> [DOCUMENT SECTION]
>> start

At the end of (nearly) every changemaker interview, I ask the same question: “If you could travel back in time and give your teenage self a piece of advice, what would that be? Is that the same advice you’d give me now?”
The answers have been both inspiring and instructive.
Below are some of the responses from my most recent interview subjects. (You can read responses from earlier posts in Advice from Changemakers - Part 1.
Katharine Mieszkowski - Investigative Journalist
I would tell you (and my younger self) that a career trajectory is very rarely a straight line. Even very successful people often meander professionally. In a long career, at least some setbacks are all but inevitable. I know extremely accomplished people who have been abruptly fired or laid off from their dream jobs. No matter how hard you work or how talented you are, you can’t insulate yourself completely from some bad times, even if they’re just a function of the overall state of the economy. That being said, I would encourage you to really enjoy the high points when they come around! One of my happiest professional memories is standing on a street corner in the early morning literally jumping up and down when I saw my first byline in the (now defunct) San Francisco Bay Guardian, weekly newspaper. Relish all your firsts and successes.
Ron Jenkins - Theater Director and Scholar
I would tell myself not to be afraid to take risks that involve giving up security in the pursuit of the unknown. I did not take that advice until I was 20 and began taking risks like dropping out of college to study clowning in Mexico (without knowing Spanish), going to live for a year in an Indonesian village to study masked theater (without knowing Indonesian), and taking a break from graduate school to follow a clown around Italy, Dario Fo, who eventually won the Nobel Prize in Literature (without knowing Italian). Looking back on the last sentence I would also tell myself to spend more time learning languages, because when I finally did learn to speak Indonesian and Italian (my Spanish never progressed very far because the clowns I worked with there performed without words) new worlds of possibilities opened up that transformed the way I understood, practiced, wrote about and taught theater. And yes, I would give the same advice about language-learning to any seventeen-year-old today, but I wouldn't want to take responsibility for giving the advice about taking risks to leap into the unknown to anyone. That is advice you can only give to yourself when you feel the time is right.
Heejae Lim - CEO of TalkingPoints and Ted Fellow:
Experience a wide variety of things even though you might not necessarily see the why -- take time to broaden your horizons
Aleta Margolis - Founder of Center for Inspired Teaching
Keep your observation skills sharp. Pay attention and look for the learning opportunity in each experience you have. Even a job or course or internship that you don't enjoy has something to teach you about what you do/don't want in a work experience. Build relationships with peers, teachers, and others and don't be afraid to ask the people in your life to advise you, on issues large and small. Choose to spend your time doing things you love, and that feel important to you. And, at the same time, recognize that you can find things to love even in the midst of a class, or internship, or job that doesn't seem that exciting at first. Don't wait for great opportunities to come to you. Look closely at the opportunities around you; and practice creating meaningful opportunities for yourself.

>> end

> [DATA PROVIDED]
>> start

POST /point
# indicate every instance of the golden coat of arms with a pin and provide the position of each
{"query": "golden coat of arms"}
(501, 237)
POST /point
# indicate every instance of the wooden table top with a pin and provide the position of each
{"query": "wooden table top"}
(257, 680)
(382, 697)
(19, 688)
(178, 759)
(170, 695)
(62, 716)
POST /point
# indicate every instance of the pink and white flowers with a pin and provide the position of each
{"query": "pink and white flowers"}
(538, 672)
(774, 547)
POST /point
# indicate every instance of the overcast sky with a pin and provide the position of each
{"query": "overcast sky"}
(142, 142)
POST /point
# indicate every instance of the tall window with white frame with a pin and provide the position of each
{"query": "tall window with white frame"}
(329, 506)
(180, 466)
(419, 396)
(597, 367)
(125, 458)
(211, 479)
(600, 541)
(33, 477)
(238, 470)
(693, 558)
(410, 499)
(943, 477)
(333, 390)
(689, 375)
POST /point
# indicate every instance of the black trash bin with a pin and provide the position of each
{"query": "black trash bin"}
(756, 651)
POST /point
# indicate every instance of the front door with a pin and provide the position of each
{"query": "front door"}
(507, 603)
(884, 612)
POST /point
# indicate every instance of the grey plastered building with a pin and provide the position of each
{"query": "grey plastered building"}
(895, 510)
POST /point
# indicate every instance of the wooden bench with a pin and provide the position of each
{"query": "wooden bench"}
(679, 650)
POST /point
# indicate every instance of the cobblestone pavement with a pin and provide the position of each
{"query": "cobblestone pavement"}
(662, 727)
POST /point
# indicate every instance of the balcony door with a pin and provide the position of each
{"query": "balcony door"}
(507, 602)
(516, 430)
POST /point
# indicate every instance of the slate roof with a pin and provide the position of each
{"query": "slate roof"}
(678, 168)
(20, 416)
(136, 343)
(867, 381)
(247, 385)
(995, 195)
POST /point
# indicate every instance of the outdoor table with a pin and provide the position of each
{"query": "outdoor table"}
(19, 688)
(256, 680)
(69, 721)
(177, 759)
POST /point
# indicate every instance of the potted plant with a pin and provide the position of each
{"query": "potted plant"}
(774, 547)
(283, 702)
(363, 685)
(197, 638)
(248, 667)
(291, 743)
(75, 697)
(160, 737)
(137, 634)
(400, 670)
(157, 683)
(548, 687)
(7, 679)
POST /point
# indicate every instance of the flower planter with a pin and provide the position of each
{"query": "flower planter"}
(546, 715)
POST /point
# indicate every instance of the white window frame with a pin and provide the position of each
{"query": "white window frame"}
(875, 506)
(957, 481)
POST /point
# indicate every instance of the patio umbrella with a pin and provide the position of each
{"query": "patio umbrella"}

>> end

> [GIVEN INSTRUCTION 1]
According to the changemaker advice text, why would Ron Jenkins tell his younger self to spend more time learning languages?
> [GIVEN INSTRUCTION 2]
Update the part of the changemaker advice text that opens with the words "Below are some" and closes with "Changemakers - Part 1.", replacing "most recent" with "latest".
The entries above are separate material and are not connected to the changemaker advice text.

> [SOLUTION 1]
When he finally learned to speak Indonesian and Italian, new worlds of possibilities opened up for him. Those possibilities transformed the way he understood, practiced, wrote about and taught theater.

> [SOLUTION 2]
Below are some of the responses from my latest interview subjects. (You can read responses from earlier posts in Advice from Changemakers - Part 1.